Texte fourni:
Amoxicilline : l’antibiotique de choix des otites moyennes aiguës purulentes du nourrisson

  • Alors que les pneumocoques de sensibilité diminuée à la pénicilline représentaient un fléau majeur entraînant des problèmes de santé publique, chez les enfants correctement vaccinés, il n’existe que très rarement ce type de pneumocoques au profit de pneumocoques de sensibilité intermédiaire à la pénicilline en grande majorité sensibles à l’amoxicilline.
    Par contre, ces pneumocoques, dans 50 % des cas, sont résistants aux céphalosporines de deuxième ou de troisième génération. De plus, les céphalosporines augmentent le taux de germes BLSE (bêta-lactamases à spectre élargi).
    Il n’est donc plus licite de traiter une otite moyenne aiguë du nourrisson avec des céphalosporines en première intention.
  • En ce qui concerne l’haemophilus influenzae, le pourcentage des souches productrices de pénicillinase est descendu à 17 % avec des souches de sensibilités diminuées au bêtalactamines par modification de la PLP3 (protéine liant les pénicillines), soit environ de 5 %.
    Une récente étude publiée dans le  New England Journal of Medicine en2012 (et oui, il est possible de publier dans cet illustre journal une étude sur une pathologie aussi banale que les otites moyennes aiguës du nourrisson), un essai randomisé a permis de mettre en évidence que 50 % des otites moyennes aiguës purulentes du nourrisson étaient guéries sous placebo (2, 3).
    Il serait licite de traiter les otites à haemophilus influenzae par amoxicilline-acide clavulanique afin de cibler les sécréteurs de bêta-lactamases. Mais ceux-ci ne représentant que moins de 20 % des 30 % d’haemophilus responsables de l’ensemble des otites, ceci ne représente que 6 % au total. En considérant que la moitié cède sous placebo, le risque d’échec, en ne ciblant pas les bêta-lactamases, n’est donc plus que de 3 %.
    La conclusion bactériologique théorique de cette petite démonstration d’antibiothérapie est que l’amoxicilline devient l’antibiotique de choix de toutes les otites moyennes aiguës purulentes du nourrisson.

Comment traiter en pratique ? (figure 1)

En première intention
L’amoxicilline doit être préconisée à la dose de 80 à 90 mg/kg/jour. Si le temps entre les trois prises quotidiennes ne peut être équidistant (ce qui est quasiment toujours le cas, parlez-en aux nourrices…), il est préférable d’administrer le produit en deux prises pour une durée de huit à dix jours chez le nourrisson.

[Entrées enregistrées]
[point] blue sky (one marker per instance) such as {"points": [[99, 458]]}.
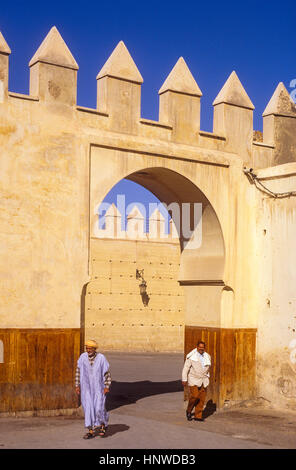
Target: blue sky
{"points": [[256, 39]]}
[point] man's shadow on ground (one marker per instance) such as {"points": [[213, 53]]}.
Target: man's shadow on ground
{"points": [[127, 393]]}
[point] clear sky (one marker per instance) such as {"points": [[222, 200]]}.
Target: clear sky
{"points": [[254, 38]]}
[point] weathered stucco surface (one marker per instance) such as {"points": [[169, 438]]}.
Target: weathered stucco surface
{"points": [[58, 162]]}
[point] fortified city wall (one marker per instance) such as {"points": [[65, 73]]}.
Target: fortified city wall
{"points": [[58, 162]]}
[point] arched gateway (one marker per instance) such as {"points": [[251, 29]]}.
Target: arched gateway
{"points": [[59, 160]]}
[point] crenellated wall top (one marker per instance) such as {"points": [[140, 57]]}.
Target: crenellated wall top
{"points": [[53, 82]]}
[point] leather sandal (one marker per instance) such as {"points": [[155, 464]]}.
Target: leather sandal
{"points": [[102, 430]]}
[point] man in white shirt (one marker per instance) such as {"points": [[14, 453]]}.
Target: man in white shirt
{"points": [[196, 375]]}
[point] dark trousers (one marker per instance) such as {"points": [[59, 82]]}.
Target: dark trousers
{"points": [[197, 397]]}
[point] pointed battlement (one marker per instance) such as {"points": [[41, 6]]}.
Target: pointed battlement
{"points": [[53, 71], [53, 81], [279, 125], [135, 227], [233, 117], [157, 225], [119, 90], [179, 103], [4, 64], [233, 93]]}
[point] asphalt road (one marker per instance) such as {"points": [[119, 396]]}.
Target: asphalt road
{"points": [[147, 411]]}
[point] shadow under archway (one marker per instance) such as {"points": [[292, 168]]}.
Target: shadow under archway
{"points": [[127, 393]]}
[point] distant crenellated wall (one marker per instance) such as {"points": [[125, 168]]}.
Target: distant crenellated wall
{"points": [[60, 279]]}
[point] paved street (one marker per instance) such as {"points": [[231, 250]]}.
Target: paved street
{"points": [[147, 411]]}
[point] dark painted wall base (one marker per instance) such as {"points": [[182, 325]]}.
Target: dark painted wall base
{"points": [[38, 369]]}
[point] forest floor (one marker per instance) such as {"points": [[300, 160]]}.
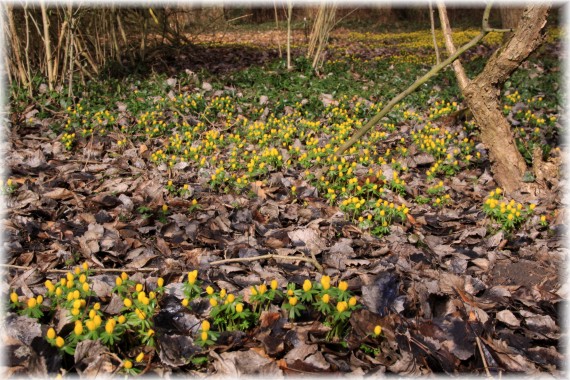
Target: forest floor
{"points": [[204, 188]]}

Action demandée:
Recopiez tel quel le passage du texte sur l'amoxicilline qui s'ouvre sur les mots contenant "Il serait licite" et se ferme sur "aiguës purulentes du nourrisson.". Appuyez-vous uniquement sur le texte fourni.

Votre réponse:
Il serait licite de traiter les otites à haemophilus influenzae par amoxicilline-acide clavulanique afin de cibler les sécréteurs de bêta-lactamases. Mais ceux-ci ne représentant que moins de 20 % des 30 % d’haemophilus responsables de l’ensemble des otites, ceci ne représente que 6 % au total. En considérant que la moitié cède sous placebo, le risque d’échec, en ne ciblant pas les bêta-lactamases, n’est donc plus que de 3 %.
    La conclusion bactériologique théorique de cette petite démonstration d’antibiothérapie est que l’amoxicilline devient l’antibiotique de choix de toutes les otites moyennes aiguës purulentes du nourrisson.